>> BEGIN SELECTED EXTRACT
The gathering with officials from the United Arab Emirates, Bahrain and Morocco – which in 2020 normalised ties with the Jewish state – and Egypt comes amid rising regional concerns over a deal Washington could soon reach with Iran to restore a 2015 nuclear agreement.

With the day of talks scheduled for Monday in the Sde Boker kibbutz, deep in Israel’s Negev desert, Israel aims to mark the success of the US-propelled “Abraham Accords” that saw the normalisation deals.

But the gathering’s opening was marred by a shooting attack in northern Israel that left two police officers dead and was claimed by the Islamic State group, a rare claim of an attack inside Israel.

“All the foreign ministers condemned the attack, sent their condolences to the families of the victims and wished a speedy recovery to the wounded,” Israeli Foreign Minister Yair Lapid said on Twitter.

The meeting also takes place as the United States and European allies express quiet frustration that Middle East countries generally have not shown strong support for efforts to support Ukraine following Russia’s invasion or distanced themselves from Moscow.

But Palestinian President Mahmud Abbas rebuffed any pressure to criticise Russia, instead castigating the West for “double standards” that he said penalised Moscow while ignoring Israel’s “crimes” against the Palestinians.

“The current events in Europe have shown blatant double standards,” he told Blinken on Sunday.

US top diplomat in Israel for landmark Arab talks

“Despite the crimes of the Israeli occupation that amounted to ethnic cleansing and racial discrimination… we find no one who is holding Israel responsible for behaving as a state above the law,” he said.

Iran nuclear deal

The Iran nuclear deal was high on the agenda in meetings Blinken held Sunday with Lapid, Israeli President Isaac Herzog and Prime Minister Naftali Bennett.

Speaking alongside Lapid, Blinken said the US believes restoring the agreement is “the best way to put Iran’s (nuclear) programme back in the box that it was in but has escaped” after the US withdrew from the deal under former president Donald Trump in 2018.

The European Union’s foreign policy chief said at the weekend that a deal with Iran to restore the nuclear deal, known as the Joint Comprehensive Plan of Action, could be reached “in a matter of days”.

Blinken stressed that “when it comes to the most important element, we see eye-to-eye” with Israel.
>> END SELECTED EXTRACT
▶ **WORK TO DO**:
1. According to the report on the Negev talks, where was the day of talks scheduled to take place on Monday?
2. Write the next part of the report on the Negev talks, picking up after its final sentence.
The listing that comes next isn't needed.
>> BEGIN RECORDED DATA
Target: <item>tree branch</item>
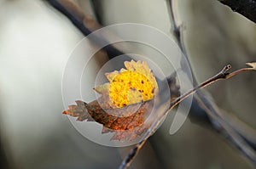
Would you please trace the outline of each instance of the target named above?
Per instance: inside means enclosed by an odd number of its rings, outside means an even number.
[[[229,6],[234,12],[237,12],[253,22],[256,23],[255,0],[218,0]]]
>> END RECORDED DATA
▶ **RESPONSE LIST**:
1. In the Sde Boker kibbutz, deep in Israel's Negev desert.

2.
“We are both committed, both determined, that Iran will never acquire a nuclear weapon.”

Lapid said the two sides “have disagreements” about the deal, whose restoration is in the final stages of negotiation in Vienna after almost a year of talks.

But “open and honest dialogue is part of the strength of our friendship,” Lapid said.

“At the same time, Israel will do anything we believe is needed to stop the Iranian nuclear programme,” he added.

Terrorist group designation

Bennett, after his meeting with Blinken, said Israel was specifically concerned that the United States could meet one of Iran’s reported demands – to remove its designation of the country’s powerful Islamic Revolutionary Guard Corps as a “Foreign Terrorist Organisation.”

Speaking in Doha on Sunday, Robert Malley, the principal US negotiator for the Iran nuclear talks, played down that issue, noting that in any agreement the IRGC would remain under heavy US economic sanctions.

In his meetings with both sides on Sunday, Blinken also discussed strategies to ensure calm this year during the Muslim holy month of Ramadan, Christian Easter celebrations and the Jewish Passover holiday, which overlap.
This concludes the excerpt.